* begin *
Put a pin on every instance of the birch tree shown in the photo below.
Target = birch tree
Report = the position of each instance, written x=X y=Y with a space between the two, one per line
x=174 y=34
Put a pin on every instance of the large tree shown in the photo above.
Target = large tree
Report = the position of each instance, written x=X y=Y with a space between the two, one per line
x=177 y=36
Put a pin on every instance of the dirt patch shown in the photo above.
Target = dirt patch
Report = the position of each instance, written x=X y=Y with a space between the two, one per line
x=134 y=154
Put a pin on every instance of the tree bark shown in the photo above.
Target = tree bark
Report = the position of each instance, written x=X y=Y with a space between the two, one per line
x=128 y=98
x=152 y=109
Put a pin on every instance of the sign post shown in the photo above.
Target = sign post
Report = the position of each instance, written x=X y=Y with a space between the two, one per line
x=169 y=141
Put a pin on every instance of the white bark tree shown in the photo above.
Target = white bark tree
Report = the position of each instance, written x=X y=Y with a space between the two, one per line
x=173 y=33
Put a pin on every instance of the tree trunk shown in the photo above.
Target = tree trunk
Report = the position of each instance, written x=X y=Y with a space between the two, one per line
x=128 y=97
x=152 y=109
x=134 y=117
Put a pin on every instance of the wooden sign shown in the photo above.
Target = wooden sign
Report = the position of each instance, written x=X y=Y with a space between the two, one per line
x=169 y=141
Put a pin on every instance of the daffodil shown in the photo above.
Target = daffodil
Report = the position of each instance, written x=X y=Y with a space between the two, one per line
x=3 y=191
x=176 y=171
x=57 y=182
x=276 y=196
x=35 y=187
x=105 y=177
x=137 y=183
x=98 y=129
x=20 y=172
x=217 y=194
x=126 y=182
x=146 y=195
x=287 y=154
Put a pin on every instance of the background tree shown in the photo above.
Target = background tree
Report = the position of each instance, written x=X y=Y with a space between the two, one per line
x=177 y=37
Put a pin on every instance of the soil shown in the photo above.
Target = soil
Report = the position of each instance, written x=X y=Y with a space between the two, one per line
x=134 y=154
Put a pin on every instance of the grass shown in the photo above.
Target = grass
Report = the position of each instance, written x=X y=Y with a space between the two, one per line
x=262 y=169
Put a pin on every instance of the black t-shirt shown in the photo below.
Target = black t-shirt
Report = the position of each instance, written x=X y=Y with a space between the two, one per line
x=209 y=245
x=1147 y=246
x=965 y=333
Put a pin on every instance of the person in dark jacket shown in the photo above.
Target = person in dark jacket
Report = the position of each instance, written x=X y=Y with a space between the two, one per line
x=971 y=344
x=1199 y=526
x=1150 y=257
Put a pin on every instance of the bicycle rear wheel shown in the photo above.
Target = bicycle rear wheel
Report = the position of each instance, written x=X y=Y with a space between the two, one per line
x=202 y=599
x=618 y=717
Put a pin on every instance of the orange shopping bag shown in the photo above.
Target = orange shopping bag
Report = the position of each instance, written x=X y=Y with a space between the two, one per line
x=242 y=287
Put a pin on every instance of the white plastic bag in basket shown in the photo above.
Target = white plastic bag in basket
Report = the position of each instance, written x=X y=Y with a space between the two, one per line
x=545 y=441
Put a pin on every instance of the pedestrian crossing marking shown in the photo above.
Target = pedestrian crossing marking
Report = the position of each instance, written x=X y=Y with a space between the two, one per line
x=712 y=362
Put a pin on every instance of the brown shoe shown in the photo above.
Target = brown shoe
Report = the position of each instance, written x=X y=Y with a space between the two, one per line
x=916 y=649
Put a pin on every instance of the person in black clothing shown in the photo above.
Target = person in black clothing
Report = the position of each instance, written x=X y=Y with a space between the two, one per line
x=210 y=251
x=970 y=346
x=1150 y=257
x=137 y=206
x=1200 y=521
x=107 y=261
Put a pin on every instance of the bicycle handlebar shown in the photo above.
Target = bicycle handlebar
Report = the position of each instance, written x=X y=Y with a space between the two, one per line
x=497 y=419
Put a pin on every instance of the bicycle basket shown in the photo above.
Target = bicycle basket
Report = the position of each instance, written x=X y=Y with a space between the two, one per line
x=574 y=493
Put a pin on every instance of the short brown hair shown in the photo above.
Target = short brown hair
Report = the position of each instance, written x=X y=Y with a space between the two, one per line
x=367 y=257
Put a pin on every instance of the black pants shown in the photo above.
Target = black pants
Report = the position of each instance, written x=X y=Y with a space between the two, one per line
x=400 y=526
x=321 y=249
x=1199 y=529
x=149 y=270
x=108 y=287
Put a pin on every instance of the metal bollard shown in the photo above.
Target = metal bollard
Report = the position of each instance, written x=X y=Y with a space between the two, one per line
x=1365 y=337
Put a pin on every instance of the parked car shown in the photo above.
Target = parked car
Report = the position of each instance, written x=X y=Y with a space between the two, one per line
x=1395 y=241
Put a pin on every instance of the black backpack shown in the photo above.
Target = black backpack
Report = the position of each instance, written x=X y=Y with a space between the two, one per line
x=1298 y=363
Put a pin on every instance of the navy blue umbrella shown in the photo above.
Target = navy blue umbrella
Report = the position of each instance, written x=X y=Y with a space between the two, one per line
* end *
- _INSTRUCTION_:
Rewrite every item above, changing "Put a pin on" to "Place a marker on" wherever it occurs and keeping all other wording the same.

- _OUTPUT OF THE TASK_:
Place a marker on every instance of the birch tree shown in the photo below.
Target = birch tree
Report = the position of each instance, written x=X y=Y with a space between the two, one per line
x=174 y=34
Place a marker on every instance of the large tree shown in the photo above.
Target = large tree
Report = the position of each instance, written x=X y=Y with a space between the two, one per line
x=177 y=36
Place a marker on every instance of the dirt patch shown in the photo above.
Target = dirt patch
Report = the position of each instance, written x=X y=Y with a space between the two, one per line
x=134 y=154
Place a marker on every instance of the tree bark shown in the photo above.
Target = tree bark
Report = the position of each instance, written x=X y=Y with a space between the two, one per line
x=128 y=98
x=152 y=109
Place a marker on every instance of the sign post shown in the photo above.
Target = sign post
Report = the position of each instance, written x=X y=Y with a space between the two, one per line
x=169 y=141
Place a marker on every instance of the white bark tree shown in the photo above.
Target = white bark tree
Report = the position of each instance, written x=X y=Y with a space between the two, one per line
x=173 y=33
Place a marker on every instance of the tree trunk shown in the photo above.
Target = tree trunk
Report = the position of each instance, written x=X y=Y with a space between the two, one per line
x=128 y=97
x=152 y=109
x=134 y=117
Place a marker on every instance of the wooden sign shown in the photo above.
Target = wooden sign
Report = the position of each instance, written x=X y=Y with a space between the two, one per line
x=169 y=141
Place a marker on every instance of the daffodil shown in the photo above.
Target = daffodil
Report = the position of each instance, written x=X y=Y with a space between the two, one per line
x=3 y=191
x=176 y=171
x=57 y=182
x=276 y=196
x=35 y=187
x=105 y=177
x=137 y=183
x=98 y=129
x=20 y=172
x=217 y=194
x=126 y=182
x=146 y=195
x=287 y=154
Place a marker on every instance of the background tree shown in the photo above.
Target = background tree
Report = the position of each instance, written x=X y=Y with a space between the two, one per line
x=177 y=37
Place a marker on every instance of the soil shown in the photo above.
Target = soil
Report = the position of each instance, written x=X y=Y with a space between the two, one per line
x=134 y=154
Place a marker on every instance of the grass shown in the photo above.
Target = grass
Report = the position of each instance, written x=X y=Y with a space between the two, one per line
x=262 y=169
Place a marker on every instance of the black t-shirt shown in the photo below.
Target = black t-shirt
Report = the position of each instance, written x=X y=Y with a space between the two, one per line
x=209 y=245
x=1147 y=246
x=965 y=333
Place a marker on every instance of the person in dark jacket shown in the photo above.
Target = person in dark jacket
Report = the position of each instance, written x=X y=Y with a space between the two, one per line
x=971 y=344
x=1199 y=526
x=1150 y=257
Place a marker on every instance of the bicycle rear wheel shown in the photo above.
Target = bicycle rear wheel
Report = the position of each instance, written x=X y=Y with a space between the two, one per line
x=202 y=599
x=618 y=717
Place a marker on every instance of the orange shopping bag shown in the photo above.
Target = orange shopping bag
Report = the position of each instance, written x=X y=Y with a space between the two, one per line
x=242 y=287
Place a marker on every instance of the white plastic bag in basket shown in the photo above.
Target = white plastic bag in basket
Report = the position of each instance, written x=X y=Y with a space between the two, one per line
x=545 y=441
Place a marker on every instance of the pedestrian crossing marking shown in the photo above.
Target = pedestrian crossing marking
Report = the position of each instance, written x=X y=Y with a space between the two, one per line
x=712 y=362
Place a marker on every instance of the brown shoe shown in the photo above.
Target = brown shoe
Report = the position of each instance, written x=X y=Y with a space between the two, one per line
x=916 y=649
Place a marker on every instance of the person in black clothing shown in the photo above.
Target = person in black clothing
Report = the position of each instance, written x=X y=Y with a space between the two, one per line
x=210 y=251
x=970 y=346
x=1150 y=257
x=137 y=206
x=1200 y=521
x=107 y=261
Place a marker on every instance of the bicycle handlebar shown in the photo above.
Target = bicycle handlebar
Report = the position of each instance, written x=X y=Y with a space between the two, one per line
x=497 y=419
Place a marker on every instance of the bicycle basket shown in the photo above.
Target = bicycle basket
Report = the position of each instance, written x=X y=Y with a space between the two, one per line
x=574 y=493
Place a marker on every instance of the short brown hair shown in the photo above.
Target = short brown hair
Report = the position of each instance, written x=X y=Y with a space between the two, one per line
x=367 y=257
Place a marker on every instance of the black pants shown in the photo above.
Target = black pants
Report = the position of each instance, written x=X y=Y with a space between the two, one per line
x=400 y=526
x=321 y=249
x=1199 y=529
x=149 y=270
x=108 y=287
Place a marker on every instance of the metal bollard shown in the photo above.
Target = metal bollard
Report = the position of each instance, written x=X y=Y with a space between the two, one per line
x=1365 y=337
Place a marker on every instance of the parked car shown in the photo above.
Target = parked car
Report = the position of each instance, written x=X y=Y with a space between the two, one per line
x=1395 y=241
Place a marker on every instance of the black backpack shown in the photo above.
Target = black backpack
Report = the position of each instance, written x=X y=Y with a space between the two, one per line
x=1298 y=363
Place a marker on every instance of the navy blue umbrella shown in the photo above.
Target = navy blue umbrella
Report = the position of each instance, written x=X y=Y with a space between the two, one per line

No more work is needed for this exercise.